Exercise data:

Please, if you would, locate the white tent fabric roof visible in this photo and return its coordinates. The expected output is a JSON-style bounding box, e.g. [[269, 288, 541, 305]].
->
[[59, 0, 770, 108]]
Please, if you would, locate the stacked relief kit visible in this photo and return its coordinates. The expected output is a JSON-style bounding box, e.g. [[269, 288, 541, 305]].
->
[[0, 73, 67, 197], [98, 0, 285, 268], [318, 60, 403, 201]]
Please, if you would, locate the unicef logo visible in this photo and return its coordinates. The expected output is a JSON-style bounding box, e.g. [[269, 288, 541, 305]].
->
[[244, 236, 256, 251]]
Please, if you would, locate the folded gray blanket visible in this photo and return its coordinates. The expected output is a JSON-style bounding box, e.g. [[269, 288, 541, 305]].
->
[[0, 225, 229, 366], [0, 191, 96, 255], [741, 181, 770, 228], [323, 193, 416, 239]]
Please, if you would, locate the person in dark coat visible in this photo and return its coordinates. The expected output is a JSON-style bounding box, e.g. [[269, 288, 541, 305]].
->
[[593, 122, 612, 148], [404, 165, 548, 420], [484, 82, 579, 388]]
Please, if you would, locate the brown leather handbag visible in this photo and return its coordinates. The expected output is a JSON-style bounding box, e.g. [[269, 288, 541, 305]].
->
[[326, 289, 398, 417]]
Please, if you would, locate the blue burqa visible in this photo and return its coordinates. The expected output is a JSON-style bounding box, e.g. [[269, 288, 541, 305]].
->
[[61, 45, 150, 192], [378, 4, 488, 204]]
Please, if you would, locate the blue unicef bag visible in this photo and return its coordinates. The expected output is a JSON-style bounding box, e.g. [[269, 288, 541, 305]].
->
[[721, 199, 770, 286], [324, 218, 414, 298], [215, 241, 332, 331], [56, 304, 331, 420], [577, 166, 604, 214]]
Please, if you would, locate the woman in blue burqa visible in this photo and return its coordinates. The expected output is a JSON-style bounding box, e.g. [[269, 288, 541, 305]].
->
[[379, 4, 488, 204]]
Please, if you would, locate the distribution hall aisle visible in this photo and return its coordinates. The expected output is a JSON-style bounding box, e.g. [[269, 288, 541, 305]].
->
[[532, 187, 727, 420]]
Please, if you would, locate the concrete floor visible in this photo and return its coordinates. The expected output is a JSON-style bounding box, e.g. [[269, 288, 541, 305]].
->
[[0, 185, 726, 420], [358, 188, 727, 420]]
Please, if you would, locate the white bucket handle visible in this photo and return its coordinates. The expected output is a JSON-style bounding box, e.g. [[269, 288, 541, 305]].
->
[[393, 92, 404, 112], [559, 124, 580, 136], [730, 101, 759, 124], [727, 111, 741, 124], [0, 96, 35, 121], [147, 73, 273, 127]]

Brief: Copy all of the rows above, substituting "JSON-formatted bounding box" for every occurrence of "JSON-style bounding box" and keeping everything else the same.

Response for this exercise:
Please, if you would, locate the white tent fabric roof visible in this photo and return its coordinates. The expected output is a JSON-formatted bounding box, e.g. [[269, 288, 541, 305]].
->
[[59, 0, 770, 108]]
Please, if you would, locate the stacked relief kit visible in this photo and return its coordinates. The expected output is a JSON-formatted bounding box, e.g. [[269, 288, 541, 305]].
->
[[0, 73, 67, 197], [98, 0, 285, 268], [318, 60, 403, 201]]
Please, if you would, locate the unicef logo visible in this photo and return its coordinates. The expected output is a JSON-formatted bounding box, e.g. [[269, 288, 541, 305]].
->
[[244, 236, 256, 251]]
Please, if you would, locate the folded gray blanket visible in this photo and return its coordinates. The expected output is a JSON-formatted bounding box, e.g. [[269, 288, 541, 305]].
->
[[0, 225, 229, 366], [0, 191, 96, 255], [741, 181, 770, 228], [323, 193, 416, 239]]
Please, if you would, locate the person in dark coat visible in this photo and return its coordinates. The expected output is a JSON-formatted bounding box, e.g. [[269, 288, 541, 305]].
->
[[593, 122, 612, 148], [404, 165, 548, 420], [484, 82, 579, 388]]
Please, if you would, locate the brown leather handbag visible in this photo and return its coordinates. The expected output is a JSON-formatted bounding box, e.g. [[269, 288, 541, 305]].
->
[[326, 289, 398, 417]]
Please, if you would, locate the blue burqa visible in this photo and return its coordinates. The expected output is a JSON-formatted bounding box, e.g. [[269, 288, 541, 305]].
->
[[61, 45, 150, 192], [378, 4, 488, 204]]
Please, if you would, locate the blue unicef bag visible in this photo and return its coordinates. The expected output is a JSON-formatted bounding box, e.g. [[269, 288, 541, 305]].
->
[[721, 199, 770, 286], [324, 218, 414, 298], [215, 241, 332, 331], [56, 304, 331, 420], [577, 166, 604, 214]]
Please, if you would, locate the woman in blue burqa visible in this photo and return its coordinates. The expected output is a JSON-formatted bounding box, e.g. [[269, 288, 541, 305]].
->
[[379, 4, 488, 204]]
Please, if you would, locate the distribution hall aisle visible in this photo and return its coordinates. The expected output is a JSON-formatted bounding box, e.g. [[269, 288, 541, 305]].
->
[[532, 187, 727, 420]]
Please, if you would, locate the concrete floor visible in this photo and return its coordinates. The expected output is a JSON-formatted bounding box, e.g. [[269, 288, 541, 305]].
->
[[0, 185, 726, 420], [358, 188, 727, 420]]
Please, if you would, locate the white bucket handle visible in this photo and return its coordinates. The expected output is a JSON-formatted bounding box, e.g. [[269, 288, 541, 305]].
->
[[393, 92, 404, 112], [559, 124, 580, 136], [730, 101, 759, 124], [727, 111, 741, 124], [0, 96, 35, 121], [147, 73, 273, 127]]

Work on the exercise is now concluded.